# START OF GIVEN PASSAGE

Robotics & Connected Worker delivers empowerment and productivity where workers interact with assets. Unlike other submarkets, Robotics & Connected Worker solutions integrate existing hardware like worker wearables and Unmanned Aircraft Systems (UAS) with Extended Reality (XR) and AI-based software to modernize antiquated utility workforce processes and management systems. Technology such as smart helmets and Virtual Reality goggles improve safety conditions for workers through locational tracking, real-time digital assistance, and virtual simulation for difficult and dangerous scenarios. Other use cases expedite maintenance and repair jobs, ultimately slashing utility O&M costs and boosting worker productivity. As such, a robust Robotics & Connected Worker initiative is essential for any utility’s digitization plan.

Deployment Spotlight - Damage Prevention for Gas Infrastructure

In this submarket, we are seeing a high proliferation of AI/ML techniques to engender connected worker technology and improve the value of robot payloads. One particularly successful application of this technology is the prediction of successful gas system maintenance projects by startup Urbint for National Grid’s New York gas infrastructure. Urbint’s proprietary algorithms not only forecast the likelihood of a valuable maintenance endeavor, but also the safety risk associated with that project. Through this solution, National Grid reduced their Damage Rates by 37% in only 4 years, indicating that this could be a valuable effort for other utilities with extensive gas infrastructure.

# END OF GIVEN PASSAGE

§ **WRITTEN INSTRUCTION A**: Identify each line in the records below that contains the word "hand", and copy every such line.

# START OF SUPPLIED DATA

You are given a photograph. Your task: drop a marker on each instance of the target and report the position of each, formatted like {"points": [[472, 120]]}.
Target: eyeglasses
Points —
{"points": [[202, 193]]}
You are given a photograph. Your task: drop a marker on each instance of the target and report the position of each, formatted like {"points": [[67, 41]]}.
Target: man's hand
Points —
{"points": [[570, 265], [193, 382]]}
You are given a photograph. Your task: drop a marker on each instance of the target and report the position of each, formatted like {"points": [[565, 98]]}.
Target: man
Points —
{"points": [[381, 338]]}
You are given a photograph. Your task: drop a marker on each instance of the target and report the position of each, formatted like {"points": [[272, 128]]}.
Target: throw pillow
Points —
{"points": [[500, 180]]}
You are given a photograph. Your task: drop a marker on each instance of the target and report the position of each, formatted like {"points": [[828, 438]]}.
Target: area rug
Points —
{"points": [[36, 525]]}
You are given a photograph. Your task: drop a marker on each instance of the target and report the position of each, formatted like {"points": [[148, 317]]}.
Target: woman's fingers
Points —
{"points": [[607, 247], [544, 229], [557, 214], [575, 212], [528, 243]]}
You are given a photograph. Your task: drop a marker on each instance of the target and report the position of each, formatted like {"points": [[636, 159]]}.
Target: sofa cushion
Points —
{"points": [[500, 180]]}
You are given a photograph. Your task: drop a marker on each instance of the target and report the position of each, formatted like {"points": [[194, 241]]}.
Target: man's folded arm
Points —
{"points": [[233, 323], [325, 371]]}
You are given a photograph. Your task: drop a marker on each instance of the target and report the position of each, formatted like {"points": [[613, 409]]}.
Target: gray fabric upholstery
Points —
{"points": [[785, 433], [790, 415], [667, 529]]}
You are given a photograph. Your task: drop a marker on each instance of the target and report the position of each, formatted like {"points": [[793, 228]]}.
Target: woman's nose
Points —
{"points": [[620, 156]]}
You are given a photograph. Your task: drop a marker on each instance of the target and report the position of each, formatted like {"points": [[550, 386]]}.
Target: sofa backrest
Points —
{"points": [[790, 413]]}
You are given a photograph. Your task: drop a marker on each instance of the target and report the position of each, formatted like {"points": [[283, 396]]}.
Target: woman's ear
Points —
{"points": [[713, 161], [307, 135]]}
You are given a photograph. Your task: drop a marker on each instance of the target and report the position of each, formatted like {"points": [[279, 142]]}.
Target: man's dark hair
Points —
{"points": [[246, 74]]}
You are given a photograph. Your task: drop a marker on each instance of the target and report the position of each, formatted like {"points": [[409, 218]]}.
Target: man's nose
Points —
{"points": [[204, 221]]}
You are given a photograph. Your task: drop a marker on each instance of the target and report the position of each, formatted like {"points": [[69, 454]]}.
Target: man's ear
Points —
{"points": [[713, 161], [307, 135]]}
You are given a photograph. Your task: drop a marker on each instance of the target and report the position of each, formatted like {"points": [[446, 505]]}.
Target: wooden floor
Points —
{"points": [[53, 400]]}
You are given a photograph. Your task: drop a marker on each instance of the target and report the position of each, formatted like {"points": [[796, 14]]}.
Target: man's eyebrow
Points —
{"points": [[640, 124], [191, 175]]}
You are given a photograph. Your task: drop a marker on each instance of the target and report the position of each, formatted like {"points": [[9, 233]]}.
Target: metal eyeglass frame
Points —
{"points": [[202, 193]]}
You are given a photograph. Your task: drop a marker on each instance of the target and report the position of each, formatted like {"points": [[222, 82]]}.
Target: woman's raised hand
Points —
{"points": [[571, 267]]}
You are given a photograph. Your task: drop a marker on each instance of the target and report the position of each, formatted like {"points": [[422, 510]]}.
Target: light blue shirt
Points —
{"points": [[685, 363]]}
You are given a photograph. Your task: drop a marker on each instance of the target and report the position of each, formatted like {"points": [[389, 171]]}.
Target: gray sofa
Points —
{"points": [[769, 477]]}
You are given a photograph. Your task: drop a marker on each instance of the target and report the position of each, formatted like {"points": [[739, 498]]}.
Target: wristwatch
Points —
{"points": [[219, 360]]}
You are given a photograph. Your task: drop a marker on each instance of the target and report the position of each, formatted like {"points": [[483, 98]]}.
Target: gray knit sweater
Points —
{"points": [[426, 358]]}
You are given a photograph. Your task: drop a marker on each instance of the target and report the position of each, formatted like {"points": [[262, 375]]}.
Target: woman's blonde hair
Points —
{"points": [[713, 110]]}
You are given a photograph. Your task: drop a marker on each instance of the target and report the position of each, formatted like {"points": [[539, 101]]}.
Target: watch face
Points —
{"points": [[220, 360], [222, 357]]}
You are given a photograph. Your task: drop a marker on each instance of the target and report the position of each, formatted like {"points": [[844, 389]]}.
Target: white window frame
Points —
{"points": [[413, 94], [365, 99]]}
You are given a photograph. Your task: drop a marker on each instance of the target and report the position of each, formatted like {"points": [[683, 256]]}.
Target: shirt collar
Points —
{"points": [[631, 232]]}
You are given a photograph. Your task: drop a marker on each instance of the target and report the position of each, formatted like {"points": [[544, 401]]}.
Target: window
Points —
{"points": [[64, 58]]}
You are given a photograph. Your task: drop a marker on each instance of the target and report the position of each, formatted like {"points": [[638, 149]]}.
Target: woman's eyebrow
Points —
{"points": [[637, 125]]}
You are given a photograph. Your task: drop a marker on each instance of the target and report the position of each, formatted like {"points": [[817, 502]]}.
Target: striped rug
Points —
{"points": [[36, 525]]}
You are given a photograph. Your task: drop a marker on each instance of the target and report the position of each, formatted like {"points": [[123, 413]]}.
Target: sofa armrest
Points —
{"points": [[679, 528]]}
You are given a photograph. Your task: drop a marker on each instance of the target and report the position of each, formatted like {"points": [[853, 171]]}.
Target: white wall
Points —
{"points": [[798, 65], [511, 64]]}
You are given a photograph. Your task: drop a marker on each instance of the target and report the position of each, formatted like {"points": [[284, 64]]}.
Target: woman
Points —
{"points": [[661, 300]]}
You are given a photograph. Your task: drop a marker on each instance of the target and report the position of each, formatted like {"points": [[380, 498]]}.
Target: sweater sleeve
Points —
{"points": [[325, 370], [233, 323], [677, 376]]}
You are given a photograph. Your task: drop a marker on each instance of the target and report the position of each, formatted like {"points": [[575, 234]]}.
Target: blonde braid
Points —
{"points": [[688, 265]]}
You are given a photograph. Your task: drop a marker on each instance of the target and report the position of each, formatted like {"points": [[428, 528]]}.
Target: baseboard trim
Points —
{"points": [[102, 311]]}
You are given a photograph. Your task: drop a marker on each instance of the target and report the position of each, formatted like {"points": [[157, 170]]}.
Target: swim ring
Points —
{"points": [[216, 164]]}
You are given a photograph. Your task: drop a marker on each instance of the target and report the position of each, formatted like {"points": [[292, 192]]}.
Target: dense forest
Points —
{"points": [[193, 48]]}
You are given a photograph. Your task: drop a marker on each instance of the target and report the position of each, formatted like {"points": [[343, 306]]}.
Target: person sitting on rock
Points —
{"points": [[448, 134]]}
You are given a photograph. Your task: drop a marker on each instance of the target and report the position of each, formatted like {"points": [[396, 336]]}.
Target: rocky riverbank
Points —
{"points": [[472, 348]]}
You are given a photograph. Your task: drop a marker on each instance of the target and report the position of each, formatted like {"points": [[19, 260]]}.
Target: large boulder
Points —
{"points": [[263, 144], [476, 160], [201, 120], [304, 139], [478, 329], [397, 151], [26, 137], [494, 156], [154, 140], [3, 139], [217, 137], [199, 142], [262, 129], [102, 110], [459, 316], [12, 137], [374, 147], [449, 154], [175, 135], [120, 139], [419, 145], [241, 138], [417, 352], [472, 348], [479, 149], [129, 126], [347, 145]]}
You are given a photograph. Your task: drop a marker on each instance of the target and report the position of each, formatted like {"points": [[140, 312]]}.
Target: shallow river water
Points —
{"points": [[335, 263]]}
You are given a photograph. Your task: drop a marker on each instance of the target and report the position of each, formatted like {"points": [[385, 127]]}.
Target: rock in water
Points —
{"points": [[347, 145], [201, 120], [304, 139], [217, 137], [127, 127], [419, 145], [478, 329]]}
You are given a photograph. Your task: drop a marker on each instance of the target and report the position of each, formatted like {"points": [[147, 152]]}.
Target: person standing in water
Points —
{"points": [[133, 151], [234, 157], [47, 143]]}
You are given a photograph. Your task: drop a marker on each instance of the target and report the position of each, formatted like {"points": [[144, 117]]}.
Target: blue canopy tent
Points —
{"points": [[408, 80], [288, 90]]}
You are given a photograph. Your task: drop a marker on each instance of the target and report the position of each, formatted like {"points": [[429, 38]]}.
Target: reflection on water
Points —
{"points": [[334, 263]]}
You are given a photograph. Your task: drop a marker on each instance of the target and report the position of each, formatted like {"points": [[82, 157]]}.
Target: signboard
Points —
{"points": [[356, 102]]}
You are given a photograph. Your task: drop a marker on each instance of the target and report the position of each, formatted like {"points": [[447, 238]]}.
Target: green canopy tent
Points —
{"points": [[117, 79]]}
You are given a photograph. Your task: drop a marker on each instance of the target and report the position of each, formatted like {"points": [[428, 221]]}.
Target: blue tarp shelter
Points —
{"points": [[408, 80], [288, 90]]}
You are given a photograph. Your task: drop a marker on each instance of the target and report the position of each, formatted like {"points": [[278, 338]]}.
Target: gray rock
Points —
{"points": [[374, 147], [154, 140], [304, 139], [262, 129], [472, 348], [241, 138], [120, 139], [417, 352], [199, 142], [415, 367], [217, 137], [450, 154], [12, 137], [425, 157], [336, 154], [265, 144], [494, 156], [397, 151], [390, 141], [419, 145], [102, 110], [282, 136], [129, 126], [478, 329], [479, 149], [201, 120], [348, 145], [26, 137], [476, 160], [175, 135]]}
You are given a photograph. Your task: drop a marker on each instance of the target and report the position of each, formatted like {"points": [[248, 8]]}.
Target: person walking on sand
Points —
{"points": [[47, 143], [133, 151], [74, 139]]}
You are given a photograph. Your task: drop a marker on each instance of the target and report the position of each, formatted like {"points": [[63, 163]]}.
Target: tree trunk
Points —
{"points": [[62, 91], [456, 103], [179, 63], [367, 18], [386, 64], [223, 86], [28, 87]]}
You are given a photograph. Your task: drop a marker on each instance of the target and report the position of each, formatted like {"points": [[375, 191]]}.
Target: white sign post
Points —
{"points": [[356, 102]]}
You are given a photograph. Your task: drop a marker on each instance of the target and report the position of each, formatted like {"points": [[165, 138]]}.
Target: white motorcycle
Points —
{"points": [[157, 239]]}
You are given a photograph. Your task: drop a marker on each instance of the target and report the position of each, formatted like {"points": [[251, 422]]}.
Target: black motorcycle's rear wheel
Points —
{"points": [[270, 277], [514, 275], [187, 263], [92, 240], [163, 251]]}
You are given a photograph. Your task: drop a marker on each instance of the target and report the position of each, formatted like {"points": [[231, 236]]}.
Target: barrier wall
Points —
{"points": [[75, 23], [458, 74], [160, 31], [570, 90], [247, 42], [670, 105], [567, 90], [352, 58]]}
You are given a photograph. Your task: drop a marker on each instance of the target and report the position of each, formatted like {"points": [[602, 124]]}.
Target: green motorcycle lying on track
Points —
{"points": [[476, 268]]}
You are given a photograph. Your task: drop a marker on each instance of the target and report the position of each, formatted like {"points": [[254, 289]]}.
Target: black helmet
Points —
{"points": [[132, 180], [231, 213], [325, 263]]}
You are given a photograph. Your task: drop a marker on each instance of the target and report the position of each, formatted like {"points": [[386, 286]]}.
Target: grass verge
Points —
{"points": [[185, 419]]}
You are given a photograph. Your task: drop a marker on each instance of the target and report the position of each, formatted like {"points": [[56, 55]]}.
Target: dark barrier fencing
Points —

# END OF SUPPLIED DATA

§ **WRITTEN INSTRUCTION B**: According to the passage on Robotics & Connected Worker, by what percentage did National Grid reduce its Damage Rates?

§ **COMPLETE RESPONSE A**:
Target: man's hand
Target: woman's raised hand

§ **COMPLETE RESPONSE B**: National Grid reduced its Damage Rates by 37% in only 4 years.